Prompt → Transcribe the lines of the records starting with the one that has "[pin] hardwood floor" in it and ending with the last, and transcribe nothing else.

Exercise data →

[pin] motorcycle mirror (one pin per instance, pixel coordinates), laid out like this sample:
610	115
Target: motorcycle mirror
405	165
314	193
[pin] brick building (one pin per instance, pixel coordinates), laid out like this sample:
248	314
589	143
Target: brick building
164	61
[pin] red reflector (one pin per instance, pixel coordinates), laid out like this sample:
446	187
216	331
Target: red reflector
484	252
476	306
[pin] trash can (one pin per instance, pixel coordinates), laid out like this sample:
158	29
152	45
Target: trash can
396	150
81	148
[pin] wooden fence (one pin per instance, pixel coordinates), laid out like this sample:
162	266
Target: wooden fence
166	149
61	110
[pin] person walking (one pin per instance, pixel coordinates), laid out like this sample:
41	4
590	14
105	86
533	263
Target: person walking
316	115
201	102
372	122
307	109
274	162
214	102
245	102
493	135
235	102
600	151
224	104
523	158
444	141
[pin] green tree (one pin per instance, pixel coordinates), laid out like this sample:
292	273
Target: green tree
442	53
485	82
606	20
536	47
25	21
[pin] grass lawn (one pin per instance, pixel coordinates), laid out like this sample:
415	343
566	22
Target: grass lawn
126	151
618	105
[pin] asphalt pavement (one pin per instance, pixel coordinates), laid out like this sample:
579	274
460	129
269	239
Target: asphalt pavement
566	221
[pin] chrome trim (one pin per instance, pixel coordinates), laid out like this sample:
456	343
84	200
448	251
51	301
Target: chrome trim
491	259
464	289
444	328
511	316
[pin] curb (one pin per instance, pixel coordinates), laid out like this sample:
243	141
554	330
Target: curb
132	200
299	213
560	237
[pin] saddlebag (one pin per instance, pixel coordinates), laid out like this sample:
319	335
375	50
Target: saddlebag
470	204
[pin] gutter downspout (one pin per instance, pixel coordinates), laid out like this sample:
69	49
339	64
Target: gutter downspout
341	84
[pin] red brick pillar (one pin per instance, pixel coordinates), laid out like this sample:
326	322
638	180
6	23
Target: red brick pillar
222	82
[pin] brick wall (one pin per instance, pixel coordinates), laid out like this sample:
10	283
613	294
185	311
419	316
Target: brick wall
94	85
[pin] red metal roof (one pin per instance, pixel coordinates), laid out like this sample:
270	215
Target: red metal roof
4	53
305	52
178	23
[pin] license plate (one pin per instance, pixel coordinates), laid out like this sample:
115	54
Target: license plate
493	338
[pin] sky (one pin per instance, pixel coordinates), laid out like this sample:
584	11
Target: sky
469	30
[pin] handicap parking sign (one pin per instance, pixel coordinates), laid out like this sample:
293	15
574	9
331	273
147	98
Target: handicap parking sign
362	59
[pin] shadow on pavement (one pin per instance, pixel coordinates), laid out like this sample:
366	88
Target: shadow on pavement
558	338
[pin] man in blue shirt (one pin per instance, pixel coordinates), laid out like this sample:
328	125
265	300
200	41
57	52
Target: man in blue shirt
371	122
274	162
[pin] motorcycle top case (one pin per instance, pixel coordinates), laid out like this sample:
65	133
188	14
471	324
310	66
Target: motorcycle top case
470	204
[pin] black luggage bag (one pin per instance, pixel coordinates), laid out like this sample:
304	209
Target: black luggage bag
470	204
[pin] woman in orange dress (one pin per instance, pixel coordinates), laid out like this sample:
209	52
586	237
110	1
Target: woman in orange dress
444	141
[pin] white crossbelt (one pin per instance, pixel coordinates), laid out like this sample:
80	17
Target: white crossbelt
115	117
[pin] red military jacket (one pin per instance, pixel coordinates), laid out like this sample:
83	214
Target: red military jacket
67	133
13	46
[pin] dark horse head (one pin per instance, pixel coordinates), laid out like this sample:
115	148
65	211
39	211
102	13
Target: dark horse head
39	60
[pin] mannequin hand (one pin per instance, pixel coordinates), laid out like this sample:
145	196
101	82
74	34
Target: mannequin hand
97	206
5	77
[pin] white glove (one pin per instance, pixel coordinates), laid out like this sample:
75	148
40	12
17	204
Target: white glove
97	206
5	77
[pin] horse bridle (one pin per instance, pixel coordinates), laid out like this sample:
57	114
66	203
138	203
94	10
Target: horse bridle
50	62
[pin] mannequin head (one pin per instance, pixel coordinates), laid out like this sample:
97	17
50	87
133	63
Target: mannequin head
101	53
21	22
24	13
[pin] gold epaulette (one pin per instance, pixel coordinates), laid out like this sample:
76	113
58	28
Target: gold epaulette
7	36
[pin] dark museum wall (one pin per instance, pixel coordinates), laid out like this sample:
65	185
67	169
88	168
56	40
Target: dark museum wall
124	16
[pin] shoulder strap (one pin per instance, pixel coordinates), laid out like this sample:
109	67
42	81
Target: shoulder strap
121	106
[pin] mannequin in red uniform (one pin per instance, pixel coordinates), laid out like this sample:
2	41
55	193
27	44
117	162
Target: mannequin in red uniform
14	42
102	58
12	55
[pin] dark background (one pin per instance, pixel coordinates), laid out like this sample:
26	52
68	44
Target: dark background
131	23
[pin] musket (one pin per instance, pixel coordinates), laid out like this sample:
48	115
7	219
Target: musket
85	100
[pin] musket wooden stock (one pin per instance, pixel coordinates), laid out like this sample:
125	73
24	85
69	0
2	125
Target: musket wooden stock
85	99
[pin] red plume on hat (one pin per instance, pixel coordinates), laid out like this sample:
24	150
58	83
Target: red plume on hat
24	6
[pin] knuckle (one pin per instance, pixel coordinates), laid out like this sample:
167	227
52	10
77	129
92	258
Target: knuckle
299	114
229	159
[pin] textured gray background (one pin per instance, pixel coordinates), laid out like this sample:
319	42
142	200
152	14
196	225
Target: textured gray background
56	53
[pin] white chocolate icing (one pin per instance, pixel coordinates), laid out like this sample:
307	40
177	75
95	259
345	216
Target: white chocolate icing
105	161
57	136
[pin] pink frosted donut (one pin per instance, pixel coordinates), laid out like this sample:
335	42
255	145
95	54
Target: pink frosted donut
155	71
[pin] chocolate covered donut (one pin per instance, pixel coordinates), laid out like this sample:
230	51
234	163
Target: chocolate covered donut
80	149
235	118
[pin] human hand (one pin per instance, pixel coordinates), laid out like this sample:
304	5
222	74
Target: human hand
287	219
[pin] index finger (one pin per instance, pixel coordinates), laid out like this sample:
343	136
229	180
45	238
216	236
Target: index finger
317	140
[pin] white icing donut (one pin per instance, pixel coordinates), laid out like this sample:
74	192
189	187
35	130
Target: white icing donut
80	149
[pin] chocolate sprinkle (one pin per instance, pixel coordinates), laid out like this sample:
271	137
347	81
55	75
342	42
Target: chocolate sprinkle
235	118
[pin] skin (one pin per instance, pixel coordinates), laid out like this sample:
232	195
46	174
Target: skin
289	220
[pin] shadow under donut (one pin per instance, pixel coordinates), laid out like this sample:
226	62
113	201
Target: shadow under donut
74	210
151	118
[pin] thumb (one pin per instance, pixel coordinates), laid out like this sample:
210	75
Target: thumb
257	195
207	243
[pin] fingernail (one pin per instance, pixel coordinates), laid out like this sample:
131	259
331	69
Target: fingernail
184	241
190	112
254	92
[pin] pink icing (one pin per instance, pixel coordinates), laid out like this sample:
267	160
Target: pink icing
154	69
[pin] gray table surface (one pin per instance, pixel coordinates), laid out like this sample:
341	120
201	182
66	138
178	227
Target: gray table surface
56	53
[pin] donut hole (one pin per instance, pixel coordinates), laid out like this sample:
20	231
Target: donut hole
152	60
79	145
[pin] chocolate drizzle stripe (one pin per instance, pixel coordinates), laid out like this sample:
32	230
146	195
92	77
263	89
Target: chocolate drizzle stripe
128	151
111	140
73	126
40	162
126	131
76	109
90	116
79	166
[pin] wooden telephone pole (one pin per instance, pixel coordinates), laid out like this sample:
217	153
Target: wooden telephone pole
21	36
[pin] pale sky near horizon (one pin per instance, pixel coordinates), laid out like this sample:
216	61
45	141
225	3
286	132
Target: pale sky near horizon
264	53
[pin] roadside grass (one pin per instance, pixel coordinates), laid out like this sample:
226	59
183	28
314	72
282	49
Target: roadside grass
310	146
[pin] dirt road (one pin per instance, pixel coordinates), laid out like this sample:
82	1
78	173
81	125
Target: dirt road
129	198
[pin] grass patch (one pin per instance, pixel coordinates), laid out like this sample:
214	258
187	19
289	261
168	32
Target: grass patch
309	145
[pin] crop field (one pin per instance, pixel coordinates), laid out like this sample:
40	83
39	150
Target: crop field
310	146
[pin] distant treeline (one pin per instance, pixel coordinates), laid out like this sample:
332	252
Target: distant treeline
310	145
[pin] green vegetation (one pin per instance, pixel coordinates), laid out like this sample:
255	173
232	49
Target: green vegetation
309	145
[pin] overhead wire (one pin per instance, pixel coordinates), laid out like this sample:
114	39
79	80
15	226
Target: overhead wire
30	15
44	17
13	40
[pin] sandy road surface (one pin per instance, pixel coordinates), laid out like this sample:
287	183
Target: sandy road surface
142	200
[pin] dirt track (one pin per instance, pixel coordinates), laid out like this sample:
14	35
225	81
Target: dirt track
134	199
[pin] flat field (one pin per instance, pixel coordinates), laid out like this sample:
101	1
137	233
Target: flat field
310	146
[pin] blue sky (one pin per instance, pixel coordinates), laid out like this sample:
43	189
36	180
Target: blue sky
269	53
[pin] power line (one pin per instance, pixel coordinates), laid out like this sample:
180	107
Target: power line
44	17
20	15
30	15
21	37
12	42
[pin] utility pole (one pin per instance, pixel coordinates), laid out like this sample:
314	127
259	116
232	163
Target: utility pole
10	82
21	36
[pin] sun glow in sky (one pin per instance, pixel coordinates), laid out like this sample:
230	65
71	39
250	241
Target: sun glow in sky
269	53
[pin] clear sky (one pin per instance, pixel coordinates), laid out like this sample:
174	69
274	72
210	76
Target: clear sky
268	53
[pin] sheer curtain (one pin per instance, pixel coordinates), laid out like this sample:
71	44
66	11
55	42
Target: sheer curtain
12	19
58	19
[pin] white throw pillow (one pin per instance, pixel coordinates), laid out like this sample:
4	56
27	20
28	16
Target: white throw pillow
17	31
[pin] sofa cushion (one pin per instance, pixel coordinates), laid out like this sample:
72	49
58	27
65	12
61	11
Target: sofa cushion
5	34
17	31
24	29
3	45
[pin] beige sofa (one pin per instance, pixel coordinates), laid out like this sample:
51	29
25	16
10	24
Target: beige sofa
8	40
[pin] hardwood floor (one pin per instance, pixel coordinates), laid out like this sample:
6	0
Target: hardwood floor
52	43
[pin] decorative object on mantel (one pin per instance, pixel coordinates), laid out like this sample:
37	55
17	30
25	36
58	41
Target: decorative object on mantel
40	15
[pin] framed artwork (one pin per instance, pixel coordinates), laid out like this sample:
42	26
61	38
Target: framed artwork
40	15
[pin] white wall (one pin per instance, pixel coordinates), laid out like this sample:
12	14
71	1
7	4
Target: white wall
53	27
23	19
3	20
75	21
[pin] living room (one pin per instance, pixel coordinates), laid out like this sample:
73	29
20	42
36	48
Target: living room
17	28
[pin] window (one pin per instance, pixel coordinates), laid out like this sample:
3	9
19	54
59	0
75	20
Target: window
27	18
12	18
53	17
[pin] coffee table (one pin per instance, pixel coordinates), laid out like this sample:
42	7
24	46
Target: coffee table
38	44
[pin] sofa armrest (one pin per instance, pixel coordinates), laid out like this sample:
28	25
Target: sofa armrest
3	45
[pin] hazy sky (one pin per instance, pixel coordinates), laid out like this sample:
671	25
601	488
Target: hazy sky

Final answer →
[pin] hardwood floor (one pin per instance, pixel coordinates), laid out like this sample:
6	0
Target: hardwood floor
52	43
[pin] decorative object on mantel (one pin per instance, pixel coordinates), laid out like this sample:
37	55
17	30
25	36
58	41
Target: decorative object on mantel
40	15
[pin] framed artwork (one pin per instance, pixel coordinates), laid out like this sample:
42	26
61	38
Target: framed artwork
40	15
[pin] white wall (one pin per instance, pixel coordinates), laid out like this sample:
12	14
71	1
7	4
Target: white wall
53	27
23	19
3	20
75	21
[pin] living room (one pin per instance, pixel coordinates), laid out like this sample:
73	29
20	42
36	48
Target: living room
17	28
[pin] window (one pin per instance, pixel coordinates), laid out like this sample:
3	9
19	54
59	0
75	20
Target: window
27	18
12	18
53	17
[pin] coffee table (one pin per instance, pixel coordinates), laid out like this sample:
42	7
24	46
Target: coffee table
38	44
[pin] sofa armrest (one pin per instance, pixel coordinates), laid out like this sample:
28	25
Target: sofa armrest
3	45
[pin] hazy sky (one pin per instance, pixel coordinates), laid out like this sample:
671	25
601	488
Target: hazy sky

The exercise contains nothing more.